*EXCERPTED TEXT:*
--- START ---

Inefficient Regular Expression Complexity

Description

Inefficient Regular Expression Complexity occurs when the product employs a regular expression with an inefficient, potentially exponential worst-case computational complexity that consumes excessive CPU resources. Certain regex engines support "backtracking," where the engine retreats to earlier positions when a token fails to match, attempting alternative matches. This becomes problematic when backtracking attempts scale exponentially with input length, input can fail to match the expression, and input length is sufficient to trigger the issue. Attackers craft inputs specifically designed to trigger excessive backtracking, spiking CPU consumption.

Risk

ReDoS has severe implications. CPU exhaustion through malicious input. Application denial of service. Server unresponsiveness. Request timeouts cascade. Service degradation for all users. Thread pool exhaustion. High likelihood when regex processes untrusted input and contains vulnerable patterns.

--- END ---

*DATA LINES:*
--- START ---

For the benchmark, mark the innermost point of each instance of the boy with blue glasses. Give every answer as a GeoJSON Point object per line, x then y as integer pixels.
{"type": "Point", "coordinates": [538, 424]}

--- END ---

*TO BE DONE:*
- a) Answer these questions about the text on inefficient regular expression complexity:
(i) When a token fails to match, what does a backtracking regex engine do?
(ii) Which kind of pool does the text say can be exhausted?
(iii) Under what conditions does the text say the likelihood is high?
- b) Reproduce the passage of the text on inefficient regular expression complexity from "Description" to "spiking CPU consumption.".

*RESPONSES:*
- a)
(i) It retreats to earlier positions and attempts alternative matches.
(ii) A thread pool.
(iii) When the regex processes untrusted input and contains vulnerable patterns.

- b)
Description

Inefficient Regular Expression Complexity occurs when the product employs a regular expression with an inefficient, potentially exponential worst-case computational complexity that consumes excessive CPU resources. Certain regex engines support "backtracking," where the engine retreats to earlier positions when a token fails to match, attempting alternative matches. This becomes problematic when backtracking attempts scale exponentially with input length, input can fail to match the expression, and input length is sufficient to trigger the issue. Attackers craft inputs specifically designed to trigger excessive backtracking, spiking CPU consumption.